Fragen:
1/ Gib aus dem Text über die Kleidung der Steinzeitmenschen den Teil wieder, der mit den Worten "In diesem Buch" beginnt und mit "und Schrift behandelt." endet. Ersetze darin "Religion" durch "Glaubensvorstellungen".
2/ Aus welchem Taschenbuch stammt laut dem Text über die Kleidung der Steinzeitmenschen das wiedergegebene Kapitel über Kleidung?
3/ Nenne alle Dinge, die der Text über die Kleidung der Steinzeitmenschen als für die Steinzeit nachgewiesen aufführt.

Text des Dokuments:
◇ ◇ ◇ ◇ ◇
Montag, 4. Juni 2007
Steinzeitmenschen trugen Hüte, Jacken, Hosen und Mäntel
Wiesbaden (welt-der-steinzeit) - Dank archäologischer Funde und Darstellungen auf Kunstwerken weiß man heute über die Kleidung der Menschen in der Steinzeit gut Bescheid. Nachgewiesen sind Lendenschürze, Hüte, Jacken, Hosen, Mäntel, Gürtel, Knöpfe und Schuhe. Dies berichtet der Wiesbadener Wissenschaftsautor Ernst Probst in seinem inzwischen vergriffenen Taschenbuch "Rekorde der Urzeit".
In diesem Buch werden außer Klima, Gebirgen, Tälern, Meeren, Inseln, Vulkanen, Flüssen, Seen, Sümpfen, Bodenschätzen, Pflanzen- und Tierwelt auch die Menschen sowie deren Größe, Krankheiten, Verletzungen, Wohnstätten, Feuer und Wasser, Kleidung, Nahrung, Jagd, Sammeltätigkeit, Werkzeuge, Waffen, Ackerbau, Viehzucht, Gefäße, Möbel, Metalle, Verkehrswesen, Körperpflege, Sport, Schmuck, Tauschgeschäfte (Handel), Kunst, Religion und Schrift behandelt.
Nachfolgend das Kapitel über Kleidung aus dem Taschenbuch "Rekorde der Urzeit":
Die ersten Kleidungsstücke sind wahrscheinlich irgendwann vor mehr als 1 Million Jahren von Frühmenschen getragen worden. Dies ist zwar nicht durch archäologische Funde belegt, wird aber von den Prähistorikern vermutet. Mit dem Übergang zur Jagd und der damit verbundenen Gefahr einer Überhitzung des Körpers bei längerer schneller Fortbewegung hatten die Vormenschen in Afrika größere Überlebens- und Fortpflanzungschancen, da sie weniger behaart waren. So verloren die Menschen allmählich Teile der Körperbehaarung. Andererseits wurde es notwendig, sich in den kalten Tropennächten zu schützen. Mit dem Vordringen in gemäßigte und kalte Regionen (Europa) war neben Feuer auch Kleidung unbedingt notwendig. Dies dürfte vor mehr als 1 Million Jahren der Fall gewesen sein. Wie diese Garderobe aussah, weiß man nicht. Als Rohmaterial boten sich Felle oder Häute von erlegten Wildtieren an.
◇ ◇ ◇ ◇ ◇
Vorgegebene Zeilen:
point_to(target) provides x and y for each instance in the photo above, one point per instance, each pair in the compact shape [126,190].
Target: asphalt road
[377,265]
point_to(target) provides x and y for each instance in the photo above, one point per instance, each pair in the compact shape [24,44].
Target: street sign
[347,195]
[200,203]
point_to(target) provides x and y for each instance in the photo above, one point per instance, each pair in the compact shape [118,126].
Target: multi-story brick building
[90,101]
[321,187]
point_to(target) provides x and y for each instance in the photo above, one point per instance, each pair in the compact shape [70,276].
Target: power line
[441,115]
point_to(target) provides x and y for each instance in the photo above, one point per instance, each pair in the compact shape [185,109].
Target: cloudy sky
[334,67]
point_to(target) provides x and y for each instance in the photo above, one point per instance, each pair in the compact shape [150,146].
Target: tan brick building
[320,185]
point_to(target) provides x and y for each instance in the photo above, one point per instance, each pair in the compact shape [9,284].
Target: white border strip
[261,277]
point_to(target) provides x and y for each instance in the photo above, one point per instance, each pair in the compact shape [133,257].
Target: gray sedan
◇ ◇ ◇ ◇ ◇
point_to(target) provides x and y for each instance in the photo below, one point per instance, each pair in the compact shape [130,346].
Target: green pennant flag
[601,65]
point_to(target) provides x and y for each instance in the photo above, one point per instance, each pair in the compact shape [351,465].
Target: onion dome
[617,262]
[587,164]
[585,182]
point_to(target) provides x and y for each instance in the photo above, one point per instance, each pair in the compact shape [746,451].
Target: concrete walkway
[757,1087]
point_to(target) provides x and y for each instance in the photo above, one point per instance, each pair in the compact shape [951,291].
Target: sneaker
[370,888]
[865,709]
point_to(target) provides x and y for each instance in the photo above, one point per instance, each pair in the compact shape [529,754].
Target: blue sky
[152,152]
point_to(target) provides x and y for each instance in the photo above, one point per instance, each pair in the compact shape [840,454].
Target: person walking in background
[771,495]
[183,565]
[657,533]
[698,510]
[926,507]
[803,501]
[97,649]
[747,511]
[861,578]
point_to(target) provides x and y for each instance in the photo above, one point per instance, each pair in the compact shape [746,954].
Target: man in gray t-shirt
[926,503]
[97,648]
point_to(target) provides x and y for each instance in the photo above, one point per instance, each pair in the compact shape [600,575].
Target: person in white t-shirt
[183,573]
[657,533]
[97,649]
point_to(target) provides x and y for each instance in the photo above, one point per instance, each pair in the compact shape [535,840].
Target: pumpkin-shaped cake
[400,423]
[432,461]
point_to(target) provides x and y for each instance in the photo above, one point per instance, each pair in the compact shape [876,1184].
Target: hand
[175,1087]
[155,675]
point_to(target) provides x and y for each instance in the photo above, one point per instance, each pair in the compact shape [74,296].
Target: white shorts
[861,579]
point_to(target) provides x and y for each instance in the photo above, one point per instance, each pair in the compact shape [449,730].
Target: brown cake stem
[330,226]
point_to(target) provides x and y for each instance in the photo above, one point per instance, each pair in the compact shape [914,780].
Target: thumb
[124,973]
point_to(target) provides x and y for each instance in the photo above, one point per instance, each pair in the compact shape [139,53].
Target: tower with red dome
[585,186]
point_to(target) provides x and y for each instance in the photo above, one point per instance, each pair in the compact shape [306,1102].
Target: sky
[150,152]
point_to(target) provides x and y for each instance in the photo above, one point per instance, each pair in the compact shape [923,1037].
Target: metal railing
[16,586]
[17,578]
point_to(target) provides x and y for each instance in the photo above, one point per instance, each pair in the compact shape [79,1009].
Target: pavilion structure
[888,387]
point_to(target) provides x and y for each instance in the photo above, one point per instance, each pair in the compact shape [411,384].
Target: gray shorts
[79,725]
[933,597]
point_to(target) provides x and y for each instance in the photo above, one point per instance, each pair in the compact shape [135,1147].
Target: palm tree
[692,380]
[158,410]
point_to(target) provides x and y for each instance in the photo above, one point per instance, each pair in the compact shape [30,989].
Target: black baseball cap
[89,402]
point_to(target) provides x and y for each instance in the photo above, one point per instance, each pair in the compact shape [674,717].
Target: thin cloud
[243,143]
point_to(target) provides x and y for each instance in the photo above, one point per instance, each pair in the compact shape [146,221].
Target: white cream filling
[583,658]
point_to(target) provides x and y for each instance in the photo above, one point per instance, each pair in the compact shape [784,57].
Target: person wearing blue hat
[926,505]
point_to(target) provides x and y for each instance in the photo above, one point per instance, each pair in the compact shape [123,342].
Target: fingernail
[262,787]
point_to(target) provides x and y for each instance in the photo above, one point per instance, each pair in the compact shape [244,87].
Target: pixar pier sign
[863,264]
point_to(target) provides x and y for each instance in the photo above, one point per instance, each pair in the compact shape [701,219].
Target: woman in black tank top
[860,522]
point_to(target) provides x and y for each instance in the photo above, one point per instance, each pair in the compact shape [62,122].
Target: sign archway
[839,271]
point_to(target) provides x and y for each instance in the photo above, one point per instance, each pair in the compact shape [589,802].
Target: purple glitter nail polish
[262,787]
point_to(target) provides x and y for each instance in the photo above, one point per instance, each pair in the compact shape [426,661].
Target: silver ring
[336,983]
◇ ◇ ◇ ◇ ◇
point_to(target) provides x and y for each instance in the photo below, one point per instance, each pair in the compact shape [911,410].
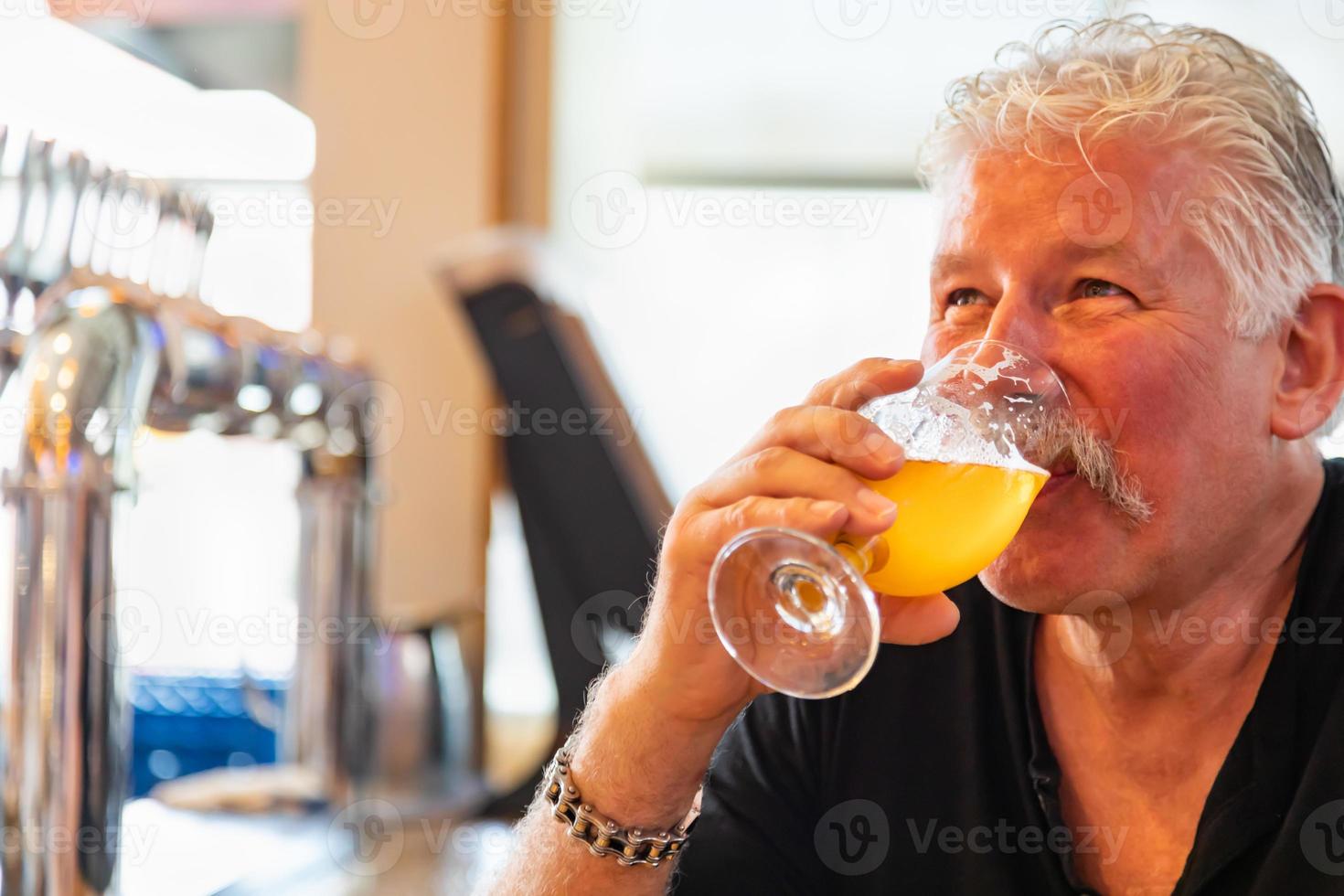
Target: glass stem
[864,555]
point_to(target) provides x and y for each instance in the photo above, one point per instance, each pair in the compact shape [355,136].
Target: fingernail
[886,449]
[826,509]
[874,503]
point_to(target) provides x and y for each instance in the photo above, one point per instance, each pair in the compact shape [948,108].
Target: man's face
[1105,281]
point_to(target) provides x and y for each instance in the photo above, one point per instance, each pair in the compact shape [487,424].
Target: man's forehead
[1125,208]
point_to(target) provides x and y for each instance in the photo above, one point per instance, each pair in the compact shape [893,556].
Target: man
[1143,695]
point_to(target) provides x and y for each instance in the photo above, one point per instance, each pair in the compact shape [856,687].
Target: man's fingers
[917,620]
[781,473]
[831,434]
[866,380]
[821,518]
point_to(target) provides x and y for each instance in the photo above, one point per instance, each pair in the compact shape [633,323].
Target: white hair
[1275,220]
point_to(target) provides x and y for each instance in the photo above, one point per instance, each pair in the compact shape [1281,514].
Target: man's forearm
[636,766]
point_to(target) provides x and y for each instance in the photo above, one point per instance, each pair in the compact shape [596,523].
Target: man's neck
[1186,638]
◇ ◇ ◇ ◇ ◇
Lösungen:
1/
In diesem Buch werden außer Klima, Gebirgen, Tälern, Meeren, Inseln, Vulkanen, Flüssen, Seen, Sümpfen, Bodenschätzen, Pflanzen- und Tierwelt auch die Menschen sowie deren Größe, Krankheiten, Verletzungen, Wohnstätten, Feuer und Wasser, Kleidung, Nahrung, Jagd, Sammeltätigkeit, Werkzeuge, Waffen, Ackerbau, Viehzucht, Gefäße, Möbel, Metalle, Verkehrswesen, Körperpflege, Sport, Schmuck, Tauschgeschäfte (Handel), Kunst, Glaubensvorstellungen und Schrift behandelt.

2/ „Rekorde der Urzeit“

3/ Lendenschürze, Hüte, Jacken, Hosen, Mäntel, Gürtel, Knöpfe, Schuhe